Directions for this task → Set down every record below exactly as it stands, minus the pictures.

***** Data for this task

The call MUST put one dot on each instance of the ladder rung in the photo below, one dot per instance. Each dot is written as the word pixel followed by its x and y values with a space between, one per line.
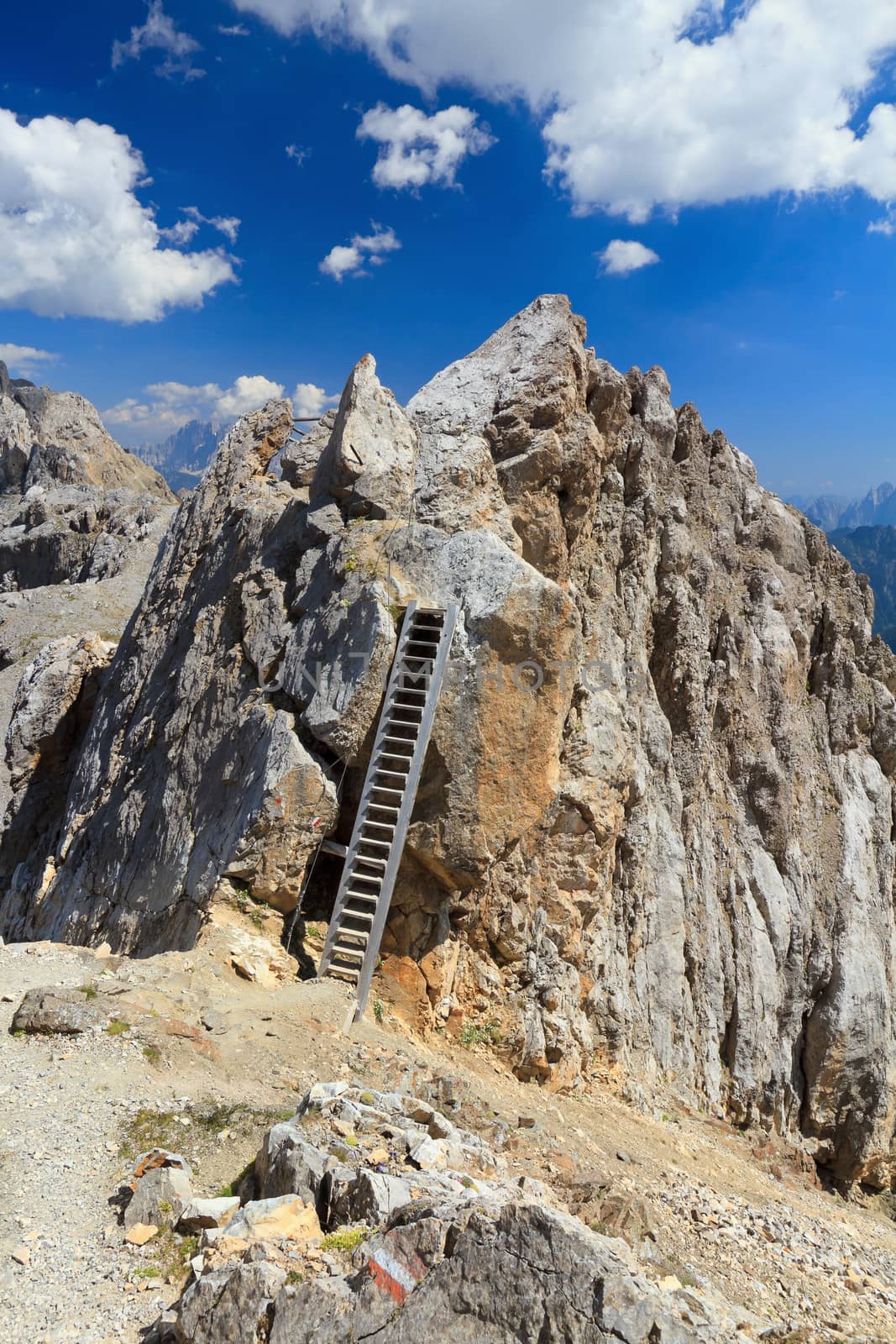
pixel 352 949
pixel 344 949
pixel 402 734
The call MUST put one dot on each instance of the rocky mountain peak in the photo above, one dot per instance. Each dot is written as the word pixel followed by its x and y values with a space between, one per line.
pixel 654 831
pixel 50 438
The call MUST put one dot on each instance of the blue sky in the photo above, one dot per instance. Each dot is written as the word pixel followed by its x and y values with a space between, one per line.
pixel 770 304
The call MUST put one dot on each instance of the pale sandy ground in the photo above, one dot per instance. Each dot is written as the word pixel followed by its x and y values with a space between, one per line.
pixel 728 1213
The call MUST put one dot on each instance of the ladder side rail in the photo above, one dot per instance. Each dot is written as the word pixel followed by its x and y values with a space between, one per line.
pixel 378 927
pixel 360 817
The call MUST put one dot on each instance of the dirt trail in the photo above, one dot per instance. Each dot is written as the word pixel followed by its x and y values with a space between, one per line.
pixel 726 1210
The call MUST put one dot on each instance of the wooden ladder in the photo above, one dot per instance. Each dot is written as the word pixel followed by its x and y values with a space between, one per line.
pixel 387 800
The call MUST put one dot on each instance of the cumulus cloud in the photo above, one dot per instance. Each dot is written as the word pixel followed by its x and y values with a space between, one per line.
pixel 163 407
pixel 418 150
pixel 663 104
pixel 26 360
pixel 309 400
pixel 886 226
pixel 624 255
pixel 74 239
pixel 160 33
pixel 351 259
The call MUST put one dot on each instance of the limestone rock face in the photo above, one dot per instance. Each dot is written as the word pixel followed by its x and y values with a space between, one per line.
pixel 73 534
pixel 654 831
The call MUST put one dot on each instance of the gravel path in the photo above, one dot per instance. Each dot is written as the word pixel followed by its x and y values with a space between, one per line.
pixel 60 1110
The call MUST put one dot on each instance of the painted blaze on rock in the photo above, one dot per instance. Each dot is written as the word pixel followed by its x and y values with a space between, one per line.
pixel 679 866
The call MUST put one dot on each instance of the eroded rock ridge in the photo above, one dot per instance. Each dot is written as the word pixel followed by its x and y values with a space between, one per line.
pixel 654 831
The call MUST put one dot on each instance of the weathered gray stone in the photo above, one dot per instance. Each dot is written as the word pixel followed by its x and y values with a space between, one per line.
pixel 369 461
pixel 674 853
pixel 51 711
pixel 56 438
pixel 230 1307
pixel 187 732
pixel 519 1273
pixel 374 1196
pixel 199 1214
pixel 286 1164
pixel 47 1012
pixel 73 534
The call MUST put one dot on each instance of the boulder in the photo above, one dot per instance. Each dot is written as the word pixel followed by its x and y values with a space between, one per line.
pixel 282 1218
pixel 663 753
pixel 56 438
pixel 199 1214
pixel 286 1164
pixel 49 1012
pixel 160 1198
pixel 488 1276
pixel 230 1307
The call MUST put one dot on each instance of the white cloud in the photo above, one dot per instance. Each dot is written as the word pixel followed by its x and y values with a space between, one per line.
pixel 348 260
pixel 624 255
pixel 226 225
pixel 309 400
pixel 419 150
pixel 24 360
pixel 658 102
pixel 74 239
pixel 165 407
pixel 886 226
pixel 160 33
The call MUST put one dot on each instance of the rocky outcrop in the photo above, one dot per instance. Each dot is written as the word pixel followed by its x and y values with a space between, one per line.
pixel 56 438
pixel 73 534
pixel 429 1254
pixel 190 732
pixel 654 831
pixel 73 503
pixel 50 716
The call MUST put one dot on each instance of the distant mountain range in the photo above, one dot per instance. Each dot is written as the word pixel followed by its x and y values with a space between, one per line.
pixel 183 456
pixel 835 512
pixel 864 530
pixel 872 551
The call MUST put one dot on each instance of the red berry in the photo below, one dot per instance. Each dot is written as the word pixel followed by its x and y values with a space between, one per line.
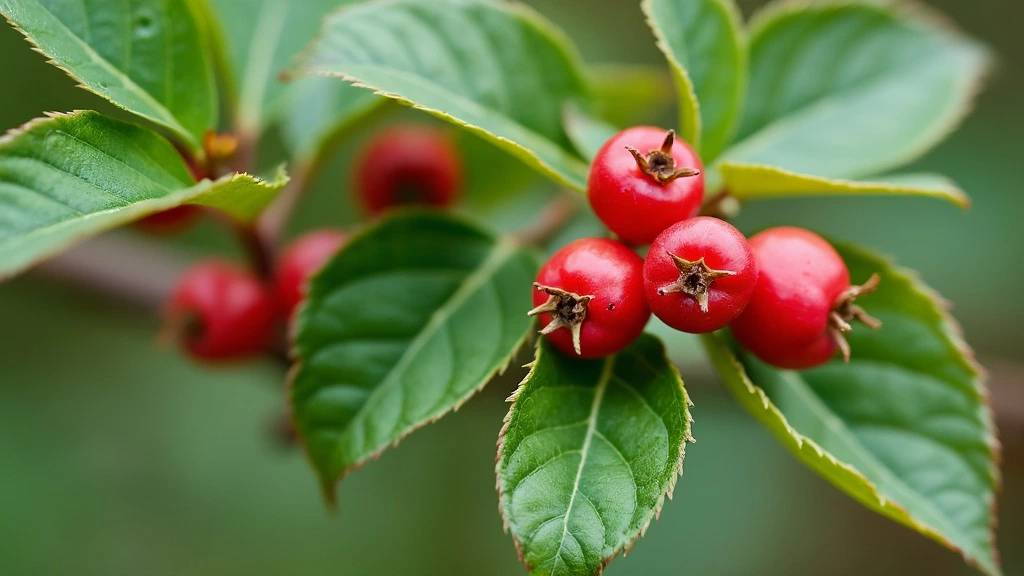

**********

Finished task →
The call MUST put one dot on each instance of the ladder rung in the photo below, one dot per instance. Each dot is written as the word pixel followed by its x and y values with a space between, one per line.
pixel 352 949
pixel 344 949
pixel 402 734
The call MUST put one dot on each instance of the rocky mountain peak in the photo above, one dot per instance. Each dot is written as the word pixel followed by its x and y values with a space between, one per line.
pixel 654 831
pixel 50 438
The call MUST put one dot on each instance of the blue sky in the photo above, one dot per instance. Each dot is written as the word pixel followed by its x and y values with a space between, one per line.
pixel 770 304
The call MUST put one dot on each instance of the pale sandy ground in the photo above, one dot per instance. Each dot is written as the word pixel followed by its x and y values with a space between, one per line.
pixel 728 1213
The call MUST put one dot on each instance of the ladder side rail in the photo above, one dot per instance. Each dot is written as the word pixel followed by its x and y values with a space between, one per line.
pixel 378 927
pixel 360 817
The call MUST put one dot on each instance of the dirt trail in the photo above, one dot per instance. Each dot is written as the word pixel followed by its x and y values with a space between, one per line.
pixel 726 1210
The call MUST put one dot on each instance of the wooden ladder in the photo above, one dot per instance. Each dot is written as the word pixel followed by its x and y values with a space between, one per line.
pixel 387 800
The call MUST put one dot on each instance of the cumulus cloud in the photo above, one dot per instance. Each dot is written as the word pixel followed by its x and y values with a space between, one per line.
pixel 163 407
pixel 418 150
pixel 663 104
pixel 26 360
pixel 309 400
pixel 886 226
pixel 624 255
pixel 74 239
pixel 160 33
pixel 351 259
The call MUST put one dot on each instance of the limestone rock face in the photo above, one dot per instance. Each dot is written as the word pixel followed by its x and y values with a space between, one per line.
pixel 73 534
pixel 654 831
The call MUST put one dot on each instance of the gravel path in the photo above, one dot per instance. Each dot is written as the word pixel followed by its x and y values with a space between, one per line.
pixel 60 1110
The call MUST put one dot on each instance of the painted blaze on rock in the photo above, one dot per instance. Each dot is written as the word pixel followed by its x and y values with a space between, one per line.
pixel 679 866
The call MUST put one dot on each instance of the eroded rock ridge in the photo above, one dot per instance. Each dot is written as the word pixel followed by its x and y values with a space between, one per line.
pixel 654 831
The call MUST put one dot on each instance of the weathered gray stone in the photo above, one dot per instance. Each dot is written as the word pixel followed by its x and y values with a space between, one per line.
pixel 369 461
pixel 674 853
pixel 51 711
pixel 56 438
pixel 230 1307
pixel 187 732
pixel 519 1273
pixel 374 1196
pixel 199 1214
pixel 286 1164
pixel 47 1012
pixel 73 534
The call MUST put one dot on each instance of the boulder in the photo above, one dot per instance. Each dot is written as the word pixel followed by its x and y values with a space between, one per line.
pixel 282 1218
pixel 663 753
pixel 56 438
pixel 199 1214
pixel 286 1164
pixel 49 1012
pixel 160 1198
pixel 488 1276
pixel 230 1307
The call MUST put one dot on each instance of the white cloud in the photo above, one dot per instance. Each dot is written as the word pixel followed by its x and y values with a space between, one per line.
pixel 348 260
pixel 624 255
pixel 226 225
pixel 309 400
pixel 419 150
pixel 24 360
pixel 658 102
pixel 74 239
pixel 165 407
pixel 886 226
pixel 160 33
The call MUST put one dot on each instance of the rocky outcrop in the photo above, one dot per instance. Each dot is written as the word pixel followed by its x and y values with a space between, one per line.
pixel 56 438
pixel 73 534
pixel 429 1254
pixel 190 732
pixel 654 831
pixel 73 503
pixel 50 716
The call MUST put one dot on each instance of the distant mountain range in the photo above, one dot per instance. Each dot is written as the word pixel followed by its x and y values with a space between, one per line.
pixel 183 456
pixel 835 512
pixel 864 530
pixel 872 551
The call MUST put one dot on each instance of the red berry in the photo below, one dot per instance. Each dot is written as the word pixel followed by its x and y values with a space between, one per line.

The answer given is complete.